* START GIVEN DATA *

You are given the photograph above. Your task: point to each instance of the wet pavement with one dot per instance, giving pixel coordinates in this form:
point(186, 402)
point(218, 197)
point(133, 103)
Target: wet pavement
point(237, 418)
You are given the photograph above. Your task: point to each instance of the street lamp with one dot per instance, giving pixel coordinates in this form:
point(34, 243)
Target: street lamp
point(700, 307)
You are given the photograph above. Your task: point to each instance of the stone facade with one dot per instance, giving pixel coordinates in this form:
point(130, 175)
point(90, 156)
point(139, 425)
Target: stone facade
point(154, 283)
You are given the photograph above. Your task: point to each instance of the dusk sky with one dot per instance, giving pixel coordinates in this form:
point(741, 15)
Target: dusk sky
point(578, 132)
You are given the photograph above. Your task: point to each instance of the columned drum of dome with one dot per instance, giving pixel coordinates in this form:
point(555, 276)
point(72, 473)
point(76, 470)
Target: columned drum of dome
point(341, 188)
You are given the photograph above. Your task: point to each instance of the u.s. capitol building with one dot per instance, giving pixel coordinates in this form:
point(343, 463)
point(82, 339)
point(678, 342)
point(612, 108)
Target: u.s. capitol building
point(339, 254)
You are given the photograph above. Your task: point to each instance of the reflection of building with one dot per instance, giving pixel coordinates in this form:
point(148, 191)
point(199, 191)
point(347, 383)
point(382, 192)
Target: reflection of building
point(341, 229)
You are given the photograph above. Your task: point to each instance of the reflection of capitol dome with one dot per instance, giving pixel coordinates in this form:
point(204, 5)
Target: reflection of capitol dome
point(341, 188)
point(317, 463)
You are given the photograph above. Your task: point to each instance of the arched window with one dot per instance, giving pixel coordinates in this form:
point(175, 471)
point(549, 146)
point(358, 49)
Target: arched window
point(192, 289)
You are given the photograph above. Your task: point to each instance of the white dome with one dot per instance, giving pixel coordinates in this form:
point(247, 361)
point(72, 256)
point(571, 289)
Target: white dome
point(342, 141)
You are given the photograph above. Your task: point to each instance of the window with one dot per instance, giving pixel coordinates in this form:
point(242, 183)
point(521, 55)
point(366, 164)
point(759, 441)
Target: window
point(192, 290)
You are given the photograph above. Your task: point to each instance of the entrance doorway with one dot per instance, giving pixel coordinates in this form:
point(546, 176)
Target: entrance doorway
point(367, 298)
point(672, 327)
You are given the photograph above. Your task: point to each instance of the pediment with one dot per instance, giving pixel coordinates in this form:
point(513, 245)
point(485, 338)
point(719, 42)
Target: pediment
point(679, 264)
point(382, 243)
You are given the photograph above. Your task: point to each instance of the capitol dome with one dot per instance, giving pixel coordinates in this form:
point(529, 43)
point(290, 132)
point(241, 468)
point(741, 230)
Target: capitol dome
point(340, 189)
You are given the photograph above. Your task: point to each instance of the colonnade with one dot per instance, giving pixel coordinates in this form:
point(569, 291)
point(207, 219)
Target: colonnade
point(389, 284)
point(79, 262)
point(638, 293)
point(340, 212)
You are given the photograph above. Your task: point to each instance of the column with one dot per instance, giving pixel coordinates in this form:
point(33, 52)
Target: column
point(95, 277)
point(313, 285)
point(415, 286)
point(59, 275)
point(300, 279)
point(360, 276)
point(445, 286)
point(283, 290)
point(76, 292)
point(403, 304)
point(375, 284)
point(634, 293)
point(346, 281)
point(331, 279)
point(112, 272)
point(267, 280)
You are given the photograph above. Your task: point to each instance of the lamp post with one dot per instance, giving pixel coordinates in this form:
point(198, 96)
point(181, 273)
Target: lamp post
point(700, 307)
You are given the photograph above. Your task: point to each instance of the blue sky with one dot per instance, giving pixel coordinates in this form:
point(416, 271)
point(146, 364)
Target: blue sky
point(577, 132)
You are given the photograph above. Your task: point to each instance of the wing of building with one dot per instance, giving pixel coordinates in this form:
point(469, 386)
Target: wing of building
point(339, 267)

* END GIVEN DATA *

__EXERCISE REQUIREMENTS__
Rewrite all of the material above, swapping "Target" for "Object" wherever it occurs and leaving everything else unchanged.

__COMPLETED EXERCISE__
You are given the photograph above. Your task: point to each instance of the wet pavement with one dot per instance, giving pixel coordinates in this form:
point(186, 402)
point(218, 197)
point(133, 103)
Object: wet pavement
point(237, 418)
You are given the photograph above. Your task: point to each instance of the street lamp with one dot per instance, giving pixel coordinates in this form:
point(34, 243)
Object: street lamp
point(700, 307)
You are given the photograph above. Your task: point to each instance of the stone facade with one dot per instance, giving pixel coordinates in this form:
point(130, 175)
point(90, 156)
point(139, 425)
Object: stone facade
point(154, 283)
You are given the photograph above. Your task: point to each instance of the dusk sky with one dot per instance, giving pixel coordinates in this form:
point(741, 15)
Object: dusk sky
point(578, 132)
You are given the photograph above. Your task: point to each instance of the columned drum of dome with one dot per instance, giving pixel coordinates in this form:
point(555, 276)
point(72, 473)
point(76, 470)
Object: columned drum of dome
point(341, 188)
You are given the photograph above. Your task: point to each instance of the u.s. capitol building with one dot per instance, giving pixel coordinates in this form:
point(343, 463)
point(82, 339)
point(678, 342)
point(612, 108)
Object: u.s. capitol building
point(339, 254)
You are given the photograph above. Your task: point to each instance of the reflection of building with one dot per instance, giving pixel coordinates in this form:
point(148, 191)
point(199, 191)
point(347, 383)
point(382, 192)
Object: reflection of building
point(341, 229)
You are given the photograph above. Your task: point to each instance of the reflection of capitol dome with one dot per instance, giving pixel coordinates in this form:
point(204, 5)
Object: reflection of capitol dome
point(341, 188)
point(317, 463)
You are given the photograph above. Your task: point to each instance of the arched window with one dot per instance, giving pixel coordinates in this form:
point(175, 471)
point(549, 146)
point(358, 49)
Object: arched window
point(192, 289)
You are given the photograph above. Your task: point to each instance of the white dome with one dot per instance, giving pixel coordinates in this form:
point(247, 361)
point(72, 256)
point(571, 289)
Object: white dome
point(342, 141)
You are given the photograph above. Your task: point to each instance of the window with one dot per instance, giving pixel coordinates in this form:
point(242, 183)
point(521, 55)
point(366, 164)
point(759, 441)
Object: window
point(192, 290)
You are given the photograph above. Your task: point to each instance of the entrance doorway with one dot per instance, giving pixel coordinates in this form:
point(546, 176)
Object: entrance doorway
point(367, 298)
point(672, 327)
You are given the photograph above. Your task: point to each instance of the pediment with one dot per instance, giving pixel coordinates in this form:
point(513, 245)
point(485, 338)
point(719, 42)
Object: pediment
point(679, 264)
point(382, 243)
You are given the photograph above. Your task: point to each instance of the capitol dome with one dot per instance, giving pixel coordinates in this form:
point(529, 43)
point(290, 132)
point(241, 468)
point(741, 230)
Object: capitol dome
point(340, 189)
You are given the photograph above. Your task: point to each instance of the colonnade with one dot per instance, giving pixel coordinates in this form:
point(569, 291)
point(207, 219)
Object: colonnade
point(389, 284)
point(79, 262)
point(638, 293)
point(340, 212)
You are given the photograph above. Your task: point to each instance of the column with one dot per instance, giving pixel coordinates in this form:
point(33, 52)
Object: column
point(95, 277)
point(313, 285)
point(415, 286)
point(59, 275)
point(300, 279)
point(360, 276)
point(445, 286)
point(283, 290)
point(76, 292)
point(403, 304)
point(375, 284)
point(634, 293)
point(346, 281)
point(331, 279)
point(112, 272)
point(267, 280)
You are given the photograph above. Your task: point to each instance of the lamp post with one dot per instance, giving pixel coordinates in this form:
point(198, 96)
point(181, 273)
Object: lamp post
point(700, 307)
You are given the photograph above. Your task: point to each instance of the blue sky with one dot per instance, giving pixel coordinates in this form:
point(416, 271)
point(146, 364)
Object: blue sky
point(577, 132)
You are given the photograph above. Your task: point to each instance of the wing of building with one dot per instance, giving pixel coordinates in this form:
point(469, 386)
Object: wing of building
point(339, 267)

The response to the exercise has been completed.